BEGIN
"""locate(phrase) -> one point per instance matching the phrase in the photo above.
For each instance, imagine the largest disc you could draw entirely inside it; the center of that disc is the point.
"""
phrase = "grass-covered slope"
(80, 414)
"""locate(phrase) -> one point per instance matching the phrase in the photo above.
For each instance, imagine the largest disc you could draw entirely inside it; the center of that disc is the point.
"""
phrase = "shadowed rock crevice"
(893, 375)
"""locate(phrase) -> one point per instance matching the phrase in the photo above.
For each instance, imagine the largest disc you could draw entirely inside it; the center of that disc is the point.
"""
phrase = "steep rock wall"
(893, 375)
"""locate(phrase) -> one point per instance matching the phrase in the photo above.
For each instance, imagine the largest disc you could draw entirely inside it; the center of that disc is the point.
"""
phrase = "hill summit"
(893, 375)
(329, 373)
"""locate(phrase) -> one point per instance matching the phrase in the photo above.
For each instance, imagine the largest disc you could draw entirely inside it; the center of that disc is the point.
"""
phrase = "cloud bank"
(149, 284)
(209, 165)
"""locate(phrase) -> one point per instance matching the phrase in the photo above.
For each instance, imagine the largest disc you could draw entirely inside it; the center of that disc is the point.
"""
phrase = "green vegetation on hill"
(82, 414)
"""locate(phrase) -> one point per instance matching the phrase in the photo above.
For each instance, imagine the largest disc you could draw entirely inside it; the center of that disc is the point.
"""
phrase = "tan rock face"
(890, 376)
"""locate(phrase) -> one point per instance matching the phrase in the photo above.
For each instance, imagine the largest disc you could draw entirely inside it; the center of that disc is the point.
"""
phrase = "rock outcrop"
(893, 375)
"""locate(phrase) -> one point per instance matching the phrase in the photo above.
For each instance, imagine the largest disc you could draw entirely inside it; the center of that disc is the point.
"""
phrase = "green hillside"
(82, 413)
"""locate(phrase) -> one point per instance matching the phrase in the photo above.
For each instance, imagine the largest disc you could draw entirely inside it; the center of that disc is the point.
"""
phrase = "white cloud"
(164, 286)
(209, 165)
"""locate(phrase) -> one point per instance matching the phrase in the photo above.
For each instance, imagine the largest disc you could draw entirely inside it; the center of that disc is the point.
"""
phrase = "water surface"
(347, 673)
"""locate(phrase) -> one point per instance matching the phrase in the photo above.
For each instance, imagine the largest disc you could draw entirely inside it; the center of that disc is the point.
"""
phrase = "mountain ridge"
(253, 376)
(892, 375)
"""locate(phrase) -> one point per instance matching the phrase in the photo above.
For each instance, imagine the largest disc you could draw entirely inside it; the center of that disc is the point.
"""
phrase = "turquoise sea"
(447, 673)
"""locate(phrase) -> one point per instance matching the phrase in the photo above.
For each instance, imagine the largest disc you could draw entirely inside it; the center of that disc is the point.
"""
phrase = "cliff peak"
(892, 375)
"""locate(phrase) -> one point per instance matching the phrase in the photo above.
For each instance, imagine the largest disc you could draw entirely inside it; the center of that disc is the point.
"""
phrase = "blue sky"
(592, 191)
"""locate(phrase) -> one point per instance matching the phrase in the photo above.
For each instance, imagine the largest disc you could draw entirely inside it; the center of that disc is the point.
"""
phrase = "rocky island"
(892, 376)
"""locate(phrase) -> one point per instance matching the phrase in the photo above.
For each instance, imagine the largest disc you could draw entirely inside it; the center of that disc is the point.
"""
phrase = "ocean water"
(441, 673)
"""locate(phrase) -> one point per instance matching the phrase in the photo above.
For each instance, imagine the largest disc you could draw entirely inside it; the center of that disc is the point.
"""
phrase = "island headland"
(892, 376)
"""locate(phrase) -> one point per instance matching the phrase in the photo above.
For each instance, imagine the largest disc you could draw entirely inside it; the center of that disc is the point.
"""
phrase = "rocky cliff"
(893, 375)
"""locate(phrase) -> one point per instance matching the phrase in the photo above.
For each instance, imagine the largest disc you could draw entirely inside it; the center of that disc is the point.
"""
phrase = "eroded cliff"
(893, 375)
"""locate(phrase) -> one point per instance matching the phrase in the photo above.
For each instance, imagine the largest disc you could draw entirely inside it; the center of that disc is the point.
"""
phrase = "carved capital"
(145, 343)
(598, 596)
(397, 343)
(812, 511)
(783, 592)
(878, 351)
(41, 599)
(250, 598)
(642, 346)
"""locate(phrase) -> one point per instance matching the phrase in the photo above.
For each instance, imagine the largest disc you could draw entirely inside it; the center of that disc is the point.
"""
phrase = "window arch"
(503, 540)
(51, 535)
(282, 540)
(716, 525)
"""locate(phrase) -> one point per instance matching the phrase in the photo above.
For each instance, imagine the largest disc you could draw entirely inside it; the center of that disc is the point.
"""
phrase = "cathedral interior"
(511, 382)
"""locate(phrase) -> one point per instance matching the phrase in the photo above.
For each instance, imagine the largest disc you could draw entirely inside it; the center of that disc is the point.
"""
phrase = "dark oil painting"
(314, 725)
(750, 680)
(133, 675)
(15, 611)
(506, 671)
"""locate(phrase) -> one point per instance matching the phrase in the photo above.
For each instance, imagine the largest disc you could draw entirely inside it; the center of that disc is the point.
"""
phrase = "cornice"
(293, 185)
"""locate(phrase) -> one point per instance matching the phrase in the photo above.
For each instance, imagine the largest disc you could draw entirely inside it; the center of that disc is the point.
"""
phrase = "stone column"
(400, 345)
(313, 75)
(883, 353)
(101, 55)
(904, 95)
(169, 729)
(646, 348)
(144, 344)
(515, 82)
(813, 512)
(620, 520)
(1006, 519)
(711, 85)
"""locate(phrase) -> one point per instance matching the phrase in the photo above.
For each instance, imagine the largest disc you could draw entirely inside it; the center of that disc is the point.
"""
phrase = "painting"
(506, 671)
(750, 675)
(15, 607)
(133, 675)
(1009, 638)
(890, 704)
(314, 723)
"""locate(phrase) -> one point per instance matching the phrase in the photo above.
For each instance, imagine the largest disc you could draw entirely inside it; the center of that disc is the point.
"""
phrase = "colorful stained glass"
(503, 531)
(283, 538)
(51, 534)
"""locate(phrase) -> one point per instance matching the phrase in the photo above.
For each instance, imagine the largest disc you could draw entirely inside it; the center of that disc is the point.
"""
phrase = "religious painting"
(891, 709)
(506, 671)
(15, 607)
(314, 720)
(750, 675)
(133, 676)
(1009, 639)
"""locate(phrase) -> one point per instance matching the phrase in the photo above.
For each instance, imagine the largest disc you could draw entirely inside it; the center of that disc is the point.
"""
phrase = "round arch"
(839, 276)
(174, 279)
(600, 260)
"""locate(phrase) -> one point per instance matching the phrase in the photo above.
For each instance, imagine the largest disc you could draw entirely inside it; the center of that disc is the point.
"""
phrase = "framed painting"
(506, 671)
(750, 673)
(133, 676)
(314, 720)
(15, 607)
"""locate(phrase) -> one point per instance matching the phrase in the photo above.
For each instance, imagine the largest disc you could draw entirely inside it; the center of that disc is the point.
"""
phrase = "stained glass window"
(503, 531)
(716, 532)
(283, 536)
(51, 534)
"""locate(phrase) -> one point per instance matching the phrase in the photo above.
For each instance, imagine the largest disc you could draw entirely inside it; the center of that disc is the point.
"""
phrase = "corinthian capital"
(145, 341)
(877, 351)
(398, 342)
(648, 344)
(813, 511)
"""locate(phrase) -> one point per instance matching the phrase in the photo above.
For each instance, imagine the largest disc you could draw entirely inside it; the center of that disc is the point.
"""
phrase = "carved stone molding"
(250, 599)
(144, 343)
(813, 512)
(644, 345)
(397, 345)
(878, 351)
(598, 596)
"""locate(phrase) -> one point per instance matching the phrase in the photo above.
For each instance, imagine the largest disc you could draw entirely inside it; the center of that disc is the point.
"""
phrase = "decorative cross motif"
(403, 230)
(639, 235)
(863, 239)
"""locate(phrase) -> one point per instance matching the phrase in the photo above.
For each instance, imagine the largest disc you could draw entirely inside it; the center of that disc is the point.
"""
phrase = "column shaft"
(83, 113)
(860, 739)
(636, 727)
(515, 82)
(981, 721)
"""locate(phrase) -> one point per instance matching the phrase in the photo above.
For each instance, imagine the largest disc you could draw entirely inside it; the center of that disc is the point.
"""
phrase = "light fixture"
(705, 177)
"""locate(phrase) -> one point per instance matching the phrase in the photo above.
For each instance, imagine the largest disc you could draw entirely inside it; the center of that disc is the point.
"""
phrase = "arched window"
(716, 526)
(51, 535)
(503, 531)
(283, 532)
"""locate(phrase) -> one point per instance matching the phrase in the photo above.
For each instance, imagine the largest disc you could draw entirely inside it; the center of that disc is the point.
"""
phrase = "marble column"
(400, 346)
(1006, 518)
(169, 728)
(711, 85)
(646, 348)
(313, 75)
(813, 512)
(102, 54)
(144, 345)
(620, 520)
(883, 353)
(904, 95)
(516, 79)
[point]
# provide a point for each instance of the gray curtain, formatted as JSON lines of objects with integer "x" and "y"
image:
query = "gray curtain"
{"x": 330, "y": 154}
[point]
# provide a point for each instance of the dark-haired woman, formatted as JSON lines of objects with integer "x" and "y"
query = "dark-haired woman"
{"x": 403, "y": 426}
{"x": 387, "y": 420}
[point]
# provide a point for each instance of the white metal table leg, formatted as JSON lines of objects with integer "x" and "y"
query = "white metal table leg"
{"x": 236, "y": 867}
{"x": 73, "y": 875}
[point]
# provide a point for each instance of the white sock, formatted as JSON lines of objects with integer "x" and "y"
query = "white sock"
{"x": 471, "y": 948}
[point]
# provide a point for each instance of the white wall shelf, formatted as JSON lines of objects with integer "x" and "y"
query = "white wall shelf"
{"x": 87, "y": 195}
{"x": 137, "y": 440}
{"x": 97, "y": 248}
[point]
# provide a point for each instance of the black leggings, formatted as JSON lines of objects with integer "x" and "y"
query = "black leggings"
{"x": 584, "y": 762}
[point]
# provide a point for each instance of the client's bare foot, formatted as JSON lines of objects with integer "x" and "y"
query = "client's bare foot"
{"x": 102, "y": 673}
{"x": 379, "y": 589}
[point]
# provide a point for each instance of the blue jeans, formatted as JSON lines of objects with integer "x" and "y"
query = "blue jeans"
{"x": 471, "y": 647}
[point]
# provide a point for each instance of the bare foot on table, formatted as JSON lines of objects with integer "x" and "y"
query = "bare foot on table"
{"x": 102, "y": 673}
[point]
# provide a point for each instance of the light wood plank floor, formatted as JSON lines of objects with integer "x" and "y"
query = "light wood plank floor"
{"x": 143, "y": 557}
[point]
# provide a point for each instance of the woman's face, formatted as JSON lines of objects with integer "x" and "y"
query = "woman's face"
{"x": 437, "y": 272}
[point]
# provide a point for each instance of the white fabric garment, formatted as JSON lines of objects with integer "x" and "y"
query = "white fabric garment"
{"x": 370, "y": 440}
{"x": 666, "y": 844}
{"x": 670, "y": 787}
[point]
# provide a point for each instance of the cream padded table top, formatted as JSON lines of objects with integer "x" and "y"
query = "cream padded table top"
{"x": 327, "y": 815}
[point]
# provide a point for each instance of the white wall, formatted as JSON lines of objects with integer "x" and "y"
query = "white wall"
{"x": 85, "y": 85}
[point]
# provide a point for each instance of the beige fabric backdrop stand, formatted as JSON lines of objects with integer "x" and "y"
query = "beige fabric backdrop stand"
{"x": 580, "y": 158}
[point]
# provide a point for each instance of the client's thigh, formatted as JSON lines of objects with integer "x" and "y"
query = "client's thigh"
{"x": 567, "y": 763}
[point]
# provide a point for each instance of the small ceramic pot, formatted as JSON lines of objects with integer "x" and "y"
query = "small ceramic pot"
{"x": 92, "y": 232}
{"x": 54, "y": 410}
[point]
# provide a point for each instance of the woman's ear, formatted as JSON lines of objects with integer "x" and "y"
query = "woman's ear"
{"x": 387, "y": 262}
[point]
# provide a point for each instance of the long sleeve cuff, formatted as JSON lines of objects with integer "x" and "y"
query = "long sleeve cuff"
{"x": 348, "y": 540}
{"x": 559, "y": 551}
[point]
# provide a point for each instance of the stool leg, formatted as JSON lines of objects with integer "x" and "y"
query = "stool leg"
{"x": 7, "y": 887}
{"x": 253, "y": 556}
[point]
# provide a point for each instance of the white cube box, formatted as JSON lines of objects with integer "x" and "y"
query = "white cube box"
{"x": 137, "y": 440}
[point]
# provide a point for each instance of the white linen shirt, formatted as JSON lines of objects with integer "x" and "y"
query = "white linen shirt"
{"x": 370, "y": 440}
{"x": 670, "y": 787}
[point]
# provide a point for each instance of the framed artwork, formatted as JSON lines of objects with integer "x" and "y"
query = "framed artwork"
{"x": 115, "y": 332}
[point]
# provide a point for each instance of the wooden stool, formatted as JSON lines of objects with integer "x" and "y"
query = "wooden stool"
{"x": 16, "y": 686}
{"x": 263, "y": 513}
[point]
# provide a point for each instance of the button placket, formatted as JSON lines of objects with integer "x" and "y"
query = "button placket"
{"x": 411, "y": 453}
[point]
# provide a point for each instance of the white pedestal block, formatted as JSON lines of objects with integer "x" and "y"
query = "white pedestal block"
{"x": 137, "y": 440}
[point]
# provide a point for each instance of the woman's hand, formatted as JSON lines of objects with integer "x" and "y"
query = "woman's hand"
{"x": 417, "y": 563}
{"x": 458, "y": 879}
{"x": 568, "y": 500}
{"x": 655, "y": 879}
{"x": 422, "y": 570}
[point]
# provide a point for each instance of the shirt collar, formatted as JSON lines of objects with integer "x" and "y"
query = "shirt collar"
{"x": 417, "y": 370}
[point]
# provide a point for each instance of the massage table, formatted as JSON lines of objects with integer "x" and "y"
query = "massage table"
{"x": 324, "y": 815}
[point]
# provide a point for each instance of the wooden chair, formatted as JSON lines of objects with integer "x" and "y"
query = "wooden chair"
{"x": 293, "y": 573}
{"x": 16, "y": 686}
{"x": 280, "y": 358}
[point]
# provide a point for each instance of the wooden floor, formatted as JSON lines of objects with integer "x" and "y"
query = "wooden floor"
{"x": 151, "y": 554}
END
--- INSTRUCTIONS TO FOLLOW ---
Above is a listing; print exactly its lines from the one with "# provide a point for each instance of the small" through the one with "# provide a point for each instance of the long", and no other lines.

--- RESULT OF THE TASK ---
# provide a point for each instance of the small ceramic pot, formatted as JSON lines of objects with integer "x" and "y"
query = "small ceramic pot"
{"x": 92, "y": 232}
{"x": 54, "y": 410}
[point]
# provide a point for each instance of the woman's ear, formatted as JSON lines of objects with integer "x" and "y"
query = "woman's ear"
{"x": 387, "y": 262}
[point]
# provide a point for each instance of the long sleeve cuff, formatted as JSON lines of objects with integer "x" and "y"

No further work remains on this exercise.